Write out the data again exactly, skipping every picture.

##### Entries shown #####

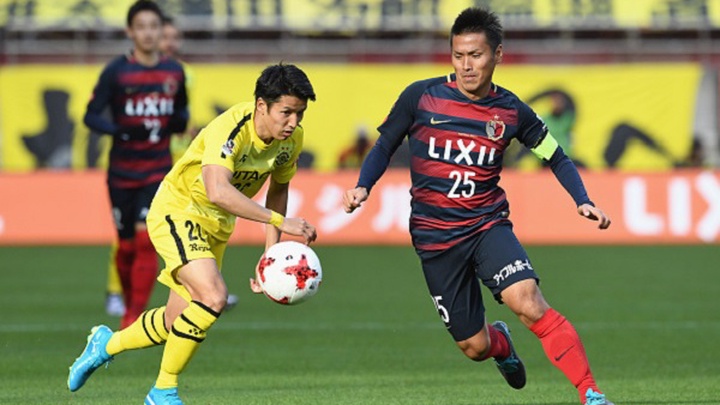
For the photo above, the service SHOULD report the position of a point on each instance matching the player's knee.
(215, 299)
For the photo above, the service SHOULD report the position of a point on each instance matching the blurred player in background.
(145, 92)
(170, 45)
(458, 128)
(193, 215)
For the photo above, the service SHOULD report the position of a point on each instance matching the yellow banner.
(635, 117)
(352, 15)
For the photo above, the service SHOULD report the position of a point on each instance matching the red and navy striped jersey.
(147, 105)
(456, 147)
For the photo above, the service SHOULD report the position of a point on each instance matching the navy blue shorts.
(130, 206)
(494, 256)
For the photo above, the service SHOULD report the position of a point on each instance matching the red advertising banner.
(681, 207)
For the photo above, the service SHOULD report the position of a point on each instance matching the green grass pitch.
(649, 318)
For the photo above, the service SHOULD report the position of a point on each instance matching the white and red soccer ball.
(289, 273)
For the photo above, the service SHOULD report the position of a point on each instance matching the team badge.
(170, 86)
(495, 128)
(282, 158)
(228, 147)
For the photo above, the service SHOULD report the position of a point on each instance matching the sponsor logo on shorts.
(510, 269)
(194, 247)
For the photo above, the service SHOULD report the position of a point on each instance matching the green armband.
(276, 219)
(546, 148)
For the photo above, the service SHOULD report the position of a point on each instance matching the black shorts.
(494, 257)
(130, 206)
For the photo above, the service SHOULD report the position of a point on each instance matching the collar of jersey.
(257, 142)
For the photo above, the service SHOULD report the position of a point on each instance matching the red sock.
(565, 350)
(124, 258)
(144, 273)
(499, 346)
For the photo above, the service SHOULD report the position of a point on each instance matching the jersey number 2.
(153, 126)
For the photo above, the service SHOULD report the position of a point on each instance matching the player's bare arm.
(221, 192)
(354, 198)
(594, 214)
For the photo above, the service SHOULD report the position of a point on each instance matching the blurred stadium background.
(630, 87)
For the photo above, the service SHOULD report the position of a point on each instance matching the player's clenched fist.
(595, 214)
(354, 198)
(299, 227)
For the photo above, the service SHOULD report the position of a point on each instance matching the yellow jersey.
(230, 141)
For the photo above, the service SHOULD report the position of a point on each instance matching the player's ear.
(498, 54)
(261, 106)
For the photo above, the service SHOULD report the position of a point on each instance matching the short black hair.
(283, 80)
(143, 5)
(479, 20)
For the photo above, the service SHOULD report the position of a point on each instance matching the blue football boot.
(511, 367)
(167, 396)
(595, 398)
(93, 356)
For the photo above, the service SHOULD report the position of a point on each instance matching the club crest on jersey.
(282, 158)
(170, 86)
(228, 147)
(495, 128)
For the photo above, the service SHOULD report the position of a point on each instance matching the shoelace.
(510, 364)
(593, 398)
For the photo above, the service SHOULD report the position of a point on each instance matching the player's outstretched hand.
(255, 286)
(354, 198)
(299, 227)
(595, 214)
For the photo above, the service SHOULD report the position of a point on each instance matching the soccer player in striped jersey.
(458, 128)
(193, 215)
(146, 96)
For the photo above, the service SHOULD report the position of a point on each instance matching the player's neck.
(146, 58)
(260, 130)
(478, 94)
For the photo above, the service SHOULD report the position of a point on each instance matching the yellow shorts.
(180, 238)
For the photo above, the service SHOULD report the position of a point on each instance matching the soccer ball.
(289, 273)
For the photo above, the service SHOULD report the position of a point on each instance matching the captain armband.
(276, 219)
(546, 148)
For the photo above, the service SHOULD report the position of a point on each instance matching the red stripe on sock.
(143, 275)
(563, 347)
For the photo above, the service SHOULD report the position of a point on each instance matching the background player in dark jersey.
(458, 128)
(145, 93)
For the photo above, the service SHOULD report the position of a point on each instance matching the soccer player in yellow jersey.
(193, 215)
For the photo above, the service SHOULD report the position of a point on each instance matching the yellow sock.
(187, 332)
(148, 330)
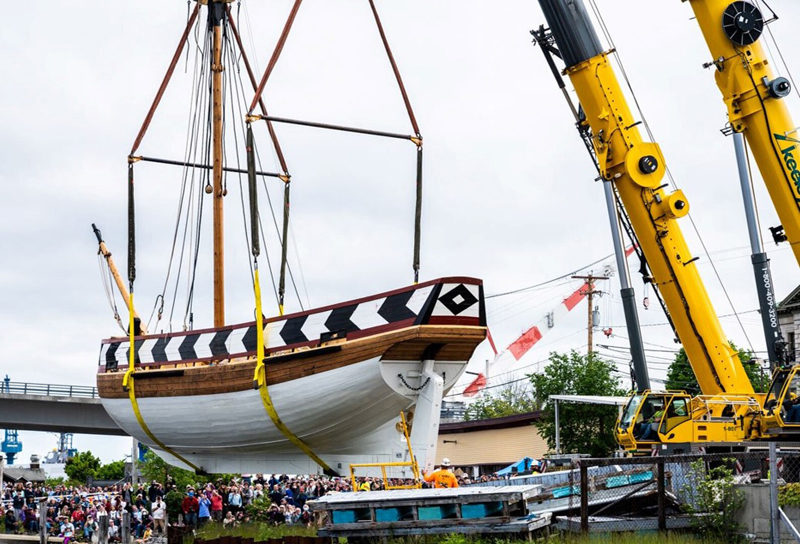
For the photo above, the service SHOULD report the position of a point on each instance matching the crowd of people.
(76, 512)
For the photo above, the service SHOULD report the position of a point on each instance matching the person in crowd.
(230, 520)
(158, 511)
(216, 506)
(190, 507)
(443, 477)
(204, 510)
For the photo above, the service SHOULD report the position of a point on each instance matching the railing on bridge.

#####

*Task output*:
For the photo above, the service SHOULD report the position of a point on each instance matching the player's knee.
(215, 299)
For the photo above, the service SHOULD report the position of a point on each instance matching the blurred player in background.
(145, 92)
(170, 45)
(458, 128)
(193, 215)
For the photo above, the service SHOULD report the position of a point on each instance matching the yellow banner.
(635, 117)
(352, 15)
For the photo above, the service SHOULD report the position of a point on each instance matching the red and navy striped jersey.
(147, 105)
(456, 147)
For the photo above, the service SHOULD report the position of a point on each instance matching the navy blue shorts.
(130, 206)
(494, 256)
For the photo above, the service SHOULD report the position of a point on each instance matching the red advertising banner.
(681, 207)
For the photo above, the service SHOULD report the position of a point on each instance matching the green grass pitch.
(649, 318)
For the photo above, the service SHOULD report the position of a point on each instance matching the white and red soccer ball.
(289, 273)
For the photo above, the service SHOULD report the position of a point on each instance matching the team badge.
(170, 86)
(495, 128)
(282, 158)
(228, 147)
For the photo above, the service SHOULD report the position of a point on each instance matching the sponsor logo on shorts.
(510, 269)
(194, 247)
For the photo above, the service SHOULD report the position of a point on each instance matching the green armband.
(276, 219)
(546, 148)
For the photo above, the service SHOULD report the position of a point on each instance matching the black shorts.
(494, 257)
(130, 206)
For the photo above, the service SHOULD report the position of a point on each instance matching the collar of jersey.
(257, 142)
For the photo above, the service SHOULD report the position of a point on each instance matching the red sock.
(565, 350)
(124, 258)
(144, 273)
(499, 346)
For the photo above, the service SHOULD report the position of a point on each instance matching the jersey number 2.
(153, 126)
For the photo above, the service SHOULD report the position of a point on each instance matching the player's bare arm.
(221, 192)
(354, 198)
(594, 214)
For the photo above, the service SHOULD report the position of a point on each instance matching the blurred stadium background.
(630, 87)
For the photo above, the service SHOULD report the position of a point on each instance matching the player's clenched fist.
(595, 214)
(354, 198)
(299, 227)
For the photo above, the service SHOULD report the position of a point on each instance matching the yellow jersey.
(230, 141)
For the photo above, the service SHOULD report the position of a point on each instance matching the player's ear.
(498, 54)
(261, 106)
For the photo above, the service SHOULD report the position of a point on each instance matching the short black hair.
(283, 80)
(143, 5)
(479, 20)
For the photo above, the service SHOULD report the position of a point on each instance matching the blue football boot.
(511, 367)
(167, 396)
(595, 398)
(93, 356)
For the photo above, the service SHOULD report the position of a point on each instance matching the club crest on jersey.
(282, 158)
(170, 86)
(228, 147)
(495, 128)
For the photo above, the service SHOULD report the position of a point on each instance matching the shoelace.
(510, 364)
(593, 398)
For the photo above, the service SHOULD report the position of a point on each instance matching the player's outstretched hand.
(255, 286)
(354, 198)
(299, 227)
(595, 214)
For the photo above, the service SHOULD report the position of a point on each instance matching the soccer player in striped jersey.
(458, 128)
(193, 215)
(146, 96)
For the photo above, the service SHOULD report the position of a point on each instance matching the player's neck.
(146, 58)
(260, 130)
(478, 94)
For the photo above, the service SHOULD report the position of a point on each instance matching the yellow shorts.
(180, 238)
For the photo above, the service SHOULD report the position of a point on each instance matching the soccer ball.
(289, 273)
For the photo above, the service SHOULD report the position of a point on each instance matching the captain armband.
(276, 219)
(546, 148)
For the photo above, the service SHOULD report the position of a point on each instance matching the red stripe on sock.
(143, 275)
(563, 347)
For the photo above, the service SHOULD report the position of a point on each instance matching the background player in dark jersey.
(458, 128)
(145, 93)
For the photo above, the service SHOULD report the position of a point on each instance matching the soccer player in yellow jersey.
(193, 215)
For the photo above, the service SHOULD report the position of a point on each instance matching the yellow sock.
(187, 332)
(148, 330)
For the photo above, the service SHOULD report the position of a point on each instance matching the crowd of people.
(76, 512)
For the photo above, the service SHOULD report the position of a point on each instance matching the person in crowd.
(230, 520)
(158, 511)
(216, 506)
(190, 507)
(443, 477)
(204, 510)
For the photo above, the service SHOULD report the position of a point on each instance matching the railing on bridge.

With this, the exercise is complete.